(Records from a dataset)
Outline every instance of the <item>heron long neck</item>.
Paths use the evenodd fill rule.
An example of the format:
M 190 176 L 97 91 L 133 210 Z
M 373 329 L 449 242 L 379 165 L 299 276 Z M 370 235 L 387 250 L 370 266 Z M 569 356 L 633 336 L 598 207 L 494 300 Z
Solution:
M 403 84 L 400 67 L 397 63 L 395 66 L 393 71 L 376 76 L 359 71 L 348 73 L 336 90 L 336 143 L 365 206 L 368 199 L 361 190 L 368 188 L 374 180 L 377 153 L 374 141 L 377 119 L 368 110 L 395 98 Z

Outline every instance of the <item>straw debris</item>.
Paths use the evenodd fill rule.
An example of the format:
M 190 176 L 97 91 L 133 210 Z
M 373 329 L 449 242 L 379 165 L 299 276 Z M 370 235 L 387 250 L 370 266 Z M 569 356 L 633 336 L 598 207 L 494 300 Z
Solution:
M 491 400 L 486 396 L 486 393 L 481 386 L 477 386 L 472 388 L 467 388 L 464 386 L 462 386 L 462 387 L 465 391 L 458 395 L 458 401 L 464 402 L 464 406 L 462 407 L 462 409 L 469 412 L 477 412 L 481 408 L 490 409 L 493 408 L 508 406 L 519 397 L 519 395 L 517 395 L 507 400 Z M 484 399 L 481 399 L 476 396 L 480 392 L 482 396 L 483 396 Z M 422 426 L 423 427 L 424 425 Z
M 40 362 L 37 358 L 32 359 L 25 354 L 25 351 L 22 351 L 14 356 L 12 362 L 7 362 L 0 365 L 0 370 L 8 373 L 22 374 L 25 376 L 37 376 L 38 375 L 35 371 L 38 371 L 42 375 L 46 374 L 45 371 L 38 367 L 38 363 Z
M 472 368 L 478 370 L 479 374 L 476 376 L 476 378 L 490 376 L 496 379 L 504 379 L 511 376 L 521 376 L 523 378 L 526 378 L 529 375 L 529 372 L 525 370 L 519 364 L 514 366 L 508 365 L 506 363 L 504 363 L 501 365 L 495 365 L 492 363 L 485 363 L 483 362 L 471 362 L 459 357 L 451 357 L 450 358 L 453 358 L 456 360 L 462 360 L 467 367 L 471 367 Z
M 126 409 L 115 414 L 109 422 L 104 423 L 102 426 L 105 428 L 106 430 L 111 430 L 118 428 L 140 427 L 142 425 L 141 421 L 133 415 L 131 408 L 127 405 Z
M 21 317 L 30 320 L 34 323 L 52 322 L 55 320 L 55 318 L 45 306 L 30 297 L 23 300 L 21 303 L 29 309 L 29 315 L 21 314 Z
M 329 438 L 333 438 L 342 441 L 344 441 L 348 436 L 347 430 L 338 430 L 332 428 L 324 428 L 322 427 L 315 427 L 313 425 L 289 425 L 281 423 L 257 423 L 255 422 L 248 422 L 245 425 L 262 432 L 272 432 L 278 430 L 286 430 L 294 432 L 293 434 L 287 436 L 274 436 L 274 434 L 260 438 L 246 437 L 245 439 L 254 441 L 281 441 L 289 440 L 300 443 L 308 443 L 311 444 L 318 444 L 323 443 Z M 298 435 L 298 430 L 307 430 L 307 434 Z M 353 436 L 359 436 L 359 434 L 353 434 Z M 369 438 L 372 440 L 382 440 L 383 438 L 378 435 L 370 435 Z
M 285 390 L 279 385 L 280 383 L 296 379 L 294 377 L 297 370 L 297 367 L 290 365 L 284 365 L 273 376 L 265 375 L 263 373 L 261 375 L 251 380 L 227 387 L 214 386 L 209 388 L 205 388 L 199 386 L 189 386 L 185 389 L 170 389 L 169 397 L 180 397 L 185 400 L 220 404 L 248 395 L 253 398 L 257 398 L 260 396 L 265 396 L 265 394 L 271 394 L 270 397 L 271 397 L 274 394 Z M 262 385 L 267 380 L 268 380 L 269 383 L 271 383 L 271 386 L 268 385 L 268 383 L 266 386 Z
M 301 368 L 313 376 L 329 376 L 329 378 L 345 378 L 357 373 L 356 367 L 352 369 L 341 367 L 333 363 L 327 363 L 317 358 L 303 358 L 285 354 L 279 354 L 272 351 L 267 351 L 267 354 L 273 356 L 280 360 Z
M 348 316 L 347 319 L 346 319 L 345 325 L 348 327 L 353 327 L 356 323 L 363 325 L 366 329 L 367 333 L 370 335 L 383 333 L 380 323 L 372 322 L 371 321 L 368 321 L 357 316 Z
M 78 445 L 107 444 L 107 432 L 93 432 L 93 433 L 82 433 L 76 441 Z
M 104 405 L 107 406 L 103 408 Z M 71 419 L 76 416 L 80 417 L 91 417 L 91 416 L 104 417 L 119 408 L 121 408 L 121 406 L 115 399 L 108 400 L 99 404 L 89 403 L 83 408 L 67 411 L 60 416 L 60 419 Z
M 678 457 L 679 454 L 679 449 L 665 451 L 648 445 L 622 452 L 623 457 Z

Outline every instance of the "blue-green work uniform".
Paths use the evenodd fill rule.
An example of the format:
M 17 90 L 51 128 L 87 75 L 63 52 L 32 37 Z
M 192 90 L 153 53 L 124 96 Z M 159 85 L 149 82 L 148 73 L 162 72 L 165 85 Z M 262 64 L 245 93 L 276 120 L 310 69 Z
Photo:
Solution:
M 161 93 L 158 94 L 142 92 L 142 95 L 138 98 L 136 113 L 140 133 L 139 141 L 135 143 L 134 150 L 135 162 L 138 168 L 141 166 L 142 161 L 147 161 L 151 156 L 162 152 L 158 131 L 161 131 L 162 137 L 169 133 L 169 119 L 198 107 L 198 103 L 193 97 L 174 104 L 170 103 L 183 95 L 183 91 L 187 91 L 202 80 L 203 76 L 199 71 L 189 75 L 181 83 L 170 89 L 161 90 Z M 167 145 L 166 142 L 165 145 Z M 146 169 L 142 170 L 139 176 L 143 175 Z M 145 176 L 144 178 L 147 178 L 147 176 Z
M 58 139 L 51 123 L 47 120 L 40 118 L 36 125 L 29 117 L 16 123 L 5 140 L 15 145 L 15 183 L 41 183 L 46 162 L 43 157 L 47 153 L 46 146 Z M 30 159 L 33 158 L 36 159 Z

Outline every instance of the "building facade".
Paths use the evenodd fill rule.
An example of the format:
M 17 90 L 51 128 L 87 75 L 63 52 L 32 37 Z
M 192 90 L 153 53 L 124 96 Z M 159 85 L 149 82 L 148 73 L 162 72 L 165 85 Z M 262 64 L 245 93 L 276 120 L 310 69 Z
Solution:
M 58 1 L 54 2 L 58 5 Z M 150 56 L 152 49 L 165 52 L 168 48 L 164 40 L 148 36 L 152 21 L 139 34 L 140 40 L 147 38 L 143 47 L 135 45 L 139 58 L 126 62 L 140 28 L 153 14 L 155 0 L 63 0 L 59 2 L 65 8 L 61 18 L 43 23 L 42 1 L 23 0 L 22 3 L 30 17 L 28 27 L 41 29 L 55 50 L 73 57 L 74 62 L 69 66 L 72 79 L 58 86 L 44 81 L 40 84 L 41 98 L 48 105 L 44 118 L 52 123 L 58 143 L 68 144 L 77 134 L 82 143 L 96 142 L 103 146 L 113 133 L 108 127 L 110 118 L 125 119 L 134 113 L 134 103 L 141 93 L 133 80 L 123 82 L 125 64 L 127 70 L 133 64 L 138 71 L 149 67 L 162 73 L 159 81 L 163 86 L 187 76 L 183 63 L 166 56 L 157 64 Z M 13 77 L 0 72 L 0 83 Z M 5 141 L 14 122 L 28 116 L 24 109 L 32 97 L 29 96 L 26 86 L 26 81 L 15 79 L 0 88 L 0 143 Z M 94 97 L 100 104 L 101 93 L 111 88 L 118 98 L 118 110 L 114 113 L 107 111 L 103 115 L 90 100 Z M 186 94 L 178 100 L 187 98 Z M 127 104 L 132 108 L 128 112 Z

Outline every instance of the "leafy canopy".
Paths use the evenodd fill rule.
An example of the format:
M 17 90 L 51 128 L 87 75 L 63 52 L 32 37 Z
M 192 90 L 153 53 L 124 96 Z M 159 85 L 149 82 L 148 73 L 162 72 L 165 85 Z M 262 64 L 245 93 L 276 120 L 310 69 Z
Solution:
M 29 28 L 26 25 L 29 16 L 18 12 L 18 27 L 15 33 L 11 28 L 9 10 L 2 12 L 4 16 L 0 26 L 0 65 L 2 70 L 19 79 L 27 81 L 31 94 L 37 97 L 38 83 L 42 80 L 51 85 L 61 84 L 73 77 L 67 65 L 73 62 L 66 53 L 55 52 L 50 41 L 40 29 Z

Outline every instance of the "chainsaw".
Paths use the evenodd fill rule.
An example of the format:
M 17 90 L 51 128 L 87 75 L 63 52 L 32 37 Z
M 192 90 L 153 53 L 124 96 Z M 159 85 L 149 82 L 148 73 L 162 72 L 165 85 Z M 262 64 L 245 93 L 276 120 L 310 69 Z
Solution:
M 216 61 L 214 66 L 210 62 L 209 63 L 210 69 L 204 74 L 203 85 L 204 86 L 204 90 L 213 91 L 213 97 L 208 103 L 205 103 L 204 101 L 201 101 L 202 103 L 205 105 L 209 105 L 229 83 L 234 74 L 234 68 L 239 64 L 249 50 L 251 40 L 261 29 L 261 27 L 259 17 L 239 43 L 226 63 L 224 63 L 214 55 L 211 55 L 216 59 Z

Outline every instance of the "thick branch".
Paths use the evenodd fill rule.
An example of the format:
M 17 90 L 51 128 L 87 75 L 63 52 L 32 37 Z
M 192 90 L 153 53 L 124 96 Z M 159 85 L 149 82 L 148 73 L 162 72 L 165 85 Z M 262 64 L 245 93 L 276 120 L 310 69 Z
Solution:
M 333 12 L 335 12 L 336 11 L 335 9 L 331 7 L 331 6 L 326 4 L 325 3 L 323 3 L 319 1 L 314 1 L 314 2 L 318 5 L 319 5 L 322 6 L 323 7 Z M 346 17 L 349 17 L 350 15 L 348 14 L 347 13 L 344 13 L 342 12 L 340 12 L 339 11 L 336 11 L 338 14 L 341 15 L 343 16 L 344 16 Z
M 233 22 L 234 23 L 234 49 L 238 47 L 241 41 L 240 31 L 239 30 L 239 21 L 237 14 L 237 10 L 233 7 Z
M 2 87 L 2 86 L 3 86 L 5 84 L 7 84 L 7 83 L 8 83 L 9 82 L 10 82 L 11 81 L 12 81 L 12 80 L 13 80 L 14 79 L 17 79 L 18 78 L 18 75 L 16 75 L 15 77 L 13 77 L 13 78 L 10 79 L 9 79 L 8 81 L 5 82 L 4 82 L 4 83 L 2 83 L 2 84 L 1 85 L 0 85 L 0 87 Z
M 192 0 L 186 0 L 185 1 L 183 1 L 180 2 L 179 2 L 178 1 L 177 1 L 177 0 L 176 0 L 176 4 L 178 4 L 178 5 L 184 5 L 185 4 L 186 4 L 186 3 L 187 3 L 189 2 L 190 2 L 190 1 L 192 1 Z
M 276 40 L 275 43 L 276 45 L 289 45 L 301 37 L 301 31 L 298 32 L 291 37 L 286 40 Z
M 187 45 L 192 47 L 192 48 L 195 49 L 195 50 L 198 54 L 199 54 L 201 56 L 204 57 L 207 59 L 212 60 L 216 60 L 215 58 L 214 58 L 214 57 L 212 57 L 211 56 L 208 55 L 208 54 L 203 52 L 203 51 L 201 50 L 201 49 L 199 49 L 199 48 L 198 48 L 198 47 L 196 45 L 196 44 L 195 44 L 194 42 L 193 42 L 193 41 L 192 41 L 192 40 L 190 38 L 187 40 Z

=== Exercise ===
Please write out the listing from its first line through the line containing "M 403 84 L 400", substituting "heron beak" for "heron long neck" and leaving everything else unchanged.

=== Output ===
Outline every instance of the <item>heron beak</item>.
Paths use the evenodd fill rule.
An example of the format:
M 190 176 L 97 91 L 133 210 Z
M 373 329 L 449 242 L 379 165 L 299 276 Z M 370 235 L 387 250 L 370 266 Z M 569 356 L 633 336 L 598 207 L 494 300 Z
Solution:
M 403 84 L 400 67 L 397 63 L 395 66 L 393 71 L 376 76 L 359 71 L 348 73 L 336 90 L 336 143 L 365 206 L 368 199 L 361 190 L 368 188 L 374 180 L 377 153 L 374 141 L 377 119 L 368 110 L 395 98 Z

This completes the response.